Written instruction: Give back exactly the lines running from the line with "Target: man in black suit" to the end of the entries, and only those lines.

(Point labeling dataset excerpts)
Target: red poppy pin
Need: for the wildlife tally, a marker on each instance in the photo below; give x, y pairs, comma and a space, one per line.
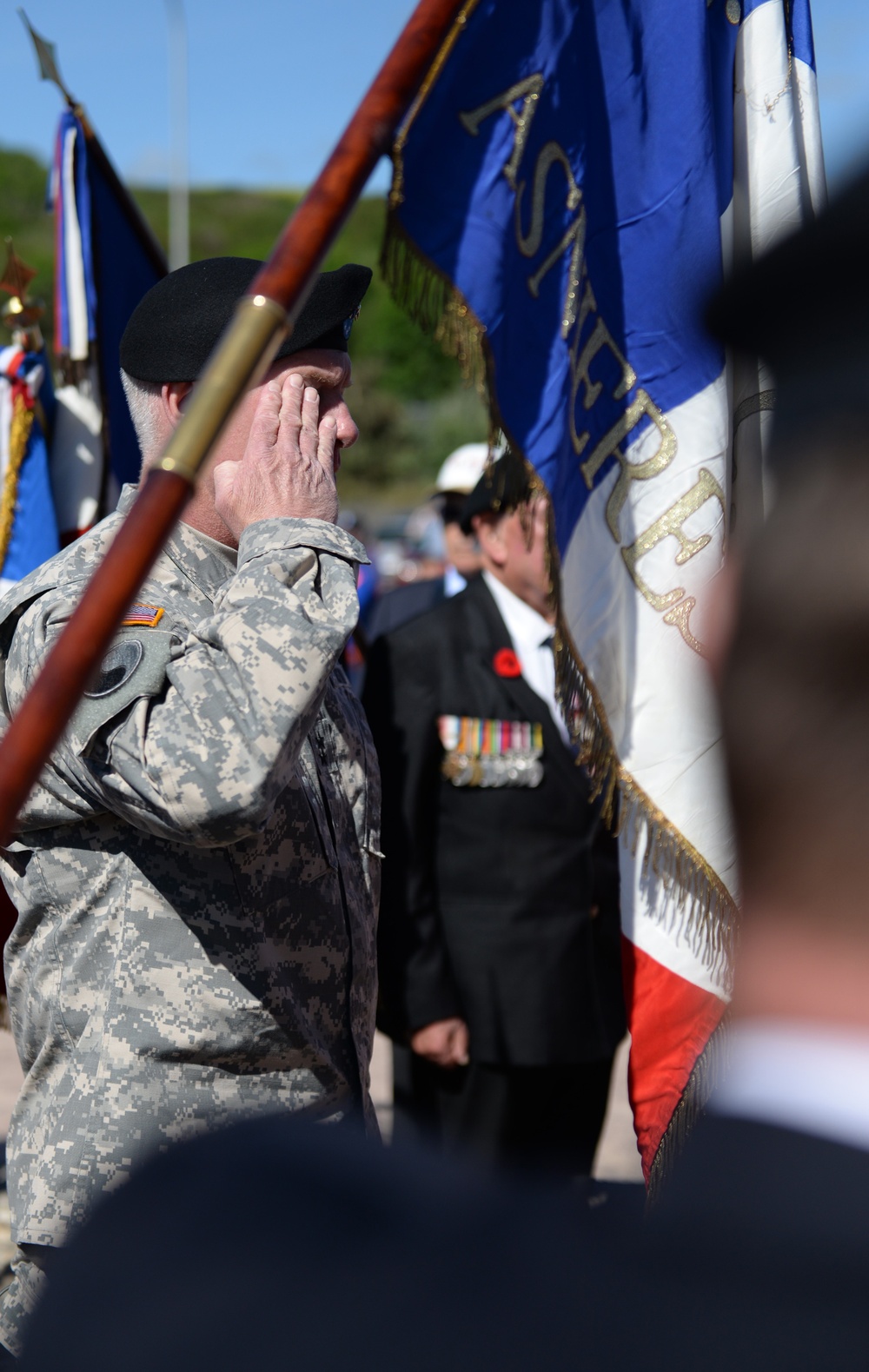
506, 663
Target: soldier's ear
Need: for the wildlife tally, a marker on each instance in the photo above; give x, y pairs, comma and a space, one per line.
490, 537
175, 395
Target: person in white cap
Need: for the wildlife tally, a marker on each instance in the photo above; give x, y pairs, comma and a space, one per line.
454, 482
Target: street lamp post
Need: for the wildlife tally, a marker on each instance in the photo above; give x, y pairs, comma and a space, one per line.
179, 177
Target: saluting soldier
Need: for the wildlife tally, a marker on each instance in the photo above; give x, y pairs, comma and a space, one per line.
196, 873
499, 957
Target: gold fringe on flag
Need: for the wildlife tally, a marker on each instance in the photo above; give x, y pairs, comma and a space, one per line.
707, 1070
19, 436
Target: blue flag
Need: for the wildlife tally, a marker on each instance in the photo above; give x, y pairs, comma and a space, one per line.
28, 524
568, 189
104, 261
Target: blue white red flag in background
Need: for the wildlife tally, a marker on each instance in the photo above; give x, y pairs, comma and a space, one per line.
104, 262
28, 524
568, 189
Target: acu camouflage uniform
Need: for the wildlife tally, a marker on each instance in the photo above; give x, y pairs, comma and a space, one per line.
196, 874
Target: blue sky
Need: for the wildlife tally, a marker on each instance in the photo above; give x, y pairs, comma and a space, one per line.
272, 83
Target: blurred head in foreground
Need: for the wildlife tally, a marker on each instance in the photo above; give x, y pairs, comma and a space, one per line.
795, 673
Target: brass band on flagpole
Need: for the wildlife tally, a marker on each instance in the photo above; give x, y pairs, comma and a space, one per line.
246, 350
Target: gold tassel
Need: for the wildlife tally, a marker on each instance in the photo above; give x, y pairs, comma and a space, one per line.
19, 436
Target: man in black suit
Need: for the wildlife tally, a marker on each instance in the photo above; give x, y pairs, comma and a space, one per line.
499, 959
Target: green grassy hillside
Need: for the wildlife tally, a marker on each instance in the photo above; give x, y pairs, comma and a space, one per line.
408, 398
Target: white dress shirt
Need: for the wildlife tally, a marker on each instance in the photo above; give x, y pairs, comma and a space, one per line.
532, 637
800, 1075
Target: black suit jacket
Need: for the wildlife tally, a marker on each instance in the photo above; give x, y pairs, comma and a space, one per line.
402, 604
487, 892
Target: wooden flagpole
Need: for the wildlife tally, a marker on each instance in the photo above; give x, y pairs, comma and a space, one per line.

Task output:
Target: man in black suit
Need: for the wildlife tally, a marker on each instance in the photo above; give x, y pairs, comma and a space, one per line.
499, 959
Target: green grassy hillside
Need: for the wildlife tally, a marker on each instance in the photo above; give x, y pairs, comma and a space, one per line.
408, 398
Target: white dress shirt
Need: for the wildlife tally, a marker on each instance in the photo above; give x, y pairs, comma and a space, one per line.
532, 637
800, 1075
Target: black suit jacket
Need: for the wildlife tally, a marker on each instance in the photo above; give x, y pairs, comma and a space, one per line.
402, 604
487, 892
Target: wooden flagpole
Need: for the wildlife tally, a marker on each instance in the photo above; give x, y pairs, comma and a space, one per line.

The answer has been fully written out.